A la frontière, des volontaires de la Croix-Rouge organisent les arrivants, leur intimant de désinfecter mains et chaussures dans de l'eau chlorée, et vérifiant soigneusement leur température. Des mesures prises afin de prévenir une propagation d'Ebola côté ougandais.
Plus de 300 personnes sont décédées de fièvre hémorragique - transmise par contact physique avec des fluides corporels infectés - depuis le début de l'épidémie, déclarée le 1er août par les autorités congolaises. En cas d'infection, le taux de mortalité est de 60%.
Malgré les précautions, l'Organisation mondiale de la Santé (OMS) évoque un "haut risque" de propagation vers l'Ouganda en raison des nombreux contacts entre communautés frontalières.
"Il y a des gens qui ont de la famille au Congo, des petits fermiers qui ont un jardin ici et un autre au Congo, il y a des enfants qui vivent d'un côté et vont à l'école de l'autre", décrit Samuel Kasimba, qui coordonne dans le district de Kasese les efforts visant à empêcher une propagation vers l'Ouganda.
Lors des jours de marché à Mpondwe, deux fois par semaine, plus de 20.000 personnes traversent la frontière.
Un Noël redouté
A l'approche de Noël, le risque va augmenter, explique Andrew Bakainaga, un haut responsable de l'OMS en Ouganda. "La période de Noël est une préoccupation parce que nous savons qu'il y a beaucoup de mouvement car les gens achètent de la nourriture ou viennent rendre visite à des proches".
"Nous nous attendons à ce que le nombre de personnes traversant la frontière passe d'environ 300.000 à 500.000 par mois", explique-t-il à l'AFP.
La RDC organise par ailleurs des élections, dont la présidentielle, le 23 décembre. Dans ce pays accoutumé aux violences, notamment politiques, beaucoup craignent que les populations fuient en masse vers l'Ouganda.
L'année écoulée, plus de 123.000 Congolais ont cherché refuge chez leur voisin, fuyant les violences dont l'Est de la RDC est le théâtre.

————————

*CONSIGNE*: Poursuivez le texte sur Ebola à partir de sa dernière phrase. Les lignes n'ont aucun rapport avec le texte sur Ebola.

————————

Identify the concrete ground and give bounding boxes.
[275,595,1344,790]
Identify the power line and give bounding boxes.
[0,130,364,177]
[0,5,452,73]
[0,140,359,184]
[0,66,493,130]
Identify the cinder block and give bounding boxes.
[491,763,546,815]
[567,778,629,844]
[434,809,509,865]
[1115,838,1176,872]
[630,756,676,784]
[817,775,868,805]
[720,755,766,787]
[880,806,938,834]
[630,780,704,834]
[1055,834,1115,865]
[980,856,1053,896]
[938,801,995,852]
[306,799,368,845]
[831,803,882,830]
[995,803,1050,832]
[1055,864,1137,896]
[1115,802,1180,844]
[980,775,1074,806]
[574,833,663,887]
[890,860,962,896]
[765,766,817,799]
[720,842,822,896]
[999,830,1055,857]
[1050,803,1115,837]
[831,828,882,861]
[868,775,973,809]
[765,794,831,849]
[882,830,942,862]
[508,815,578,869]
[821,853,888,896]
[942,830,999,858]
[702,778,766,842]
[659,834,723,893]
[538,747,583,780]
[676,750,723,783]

————————

*RÉPONSE ATTENDUE*:
"Notre but est de détecter tôt tout cas suspect, avant que cette personne n'ait de nombreux contacts. Nous utilisons des programmes radio et des équipes de santé dans les villages qui éduquent les gens au sujet d'Ebola", souligne M. Kasimba.
"L'épidémie se rapproche de l'Ouganda. Dieu nous en garde, mais nous sommes prêts si elle arrive", assure-t-il.
Vaccin expérimental
Les cas suspects sont emmenés d'urgence dans la ville voisine de Bwera, à six kilomètres de là, dans un hôpital qui dispose désormais d'une salle de confinement.
Esther Businge et Joseph Kamabu n'ont pas de patients aujourd'hui, et décident dès lors de s'exercer encore une fois aux gestes qui doivent les protéger du virus.
Ils enfilent leurs imposantes tenues de protection, masque compris, et s'examinent mutuellement pour s'assurer qu'aucun carré de peau n'est exposé. Impossibles à distinguer sous toutes ces épaisseurs, ils écrivent leur nom au feutre au dos de leurs tenues à usage unique.
"Ma mère était un peu effrayée quand j'ai commencé à travailler, parce que j'ai pris l'échantillon de sang du premier cas suspect toute seule", raconte Mme Businge, une technicienne de laboratoire de 55 ans.
"Je lui dit que je suis entraînée et que tout ira bien, mais bon, j'ai entendu dire que 24 infirmières sont décédées au Congo", ajoute-t-elle.
Quand Ebola a frappé l'Afrique de l'Ouest en 2014, principalement en Guinée, en Sierra Leone et au Liberia, de nombreux personnels de santé figuraient parmi les 11.000 victimes de l'épidémie.
En collaboration avec l'OMS, les autorités ougandaises ont inoculé un vaccin expérimental à 3.000 personnels de santé, mais M. Kamabu demeure inquiet.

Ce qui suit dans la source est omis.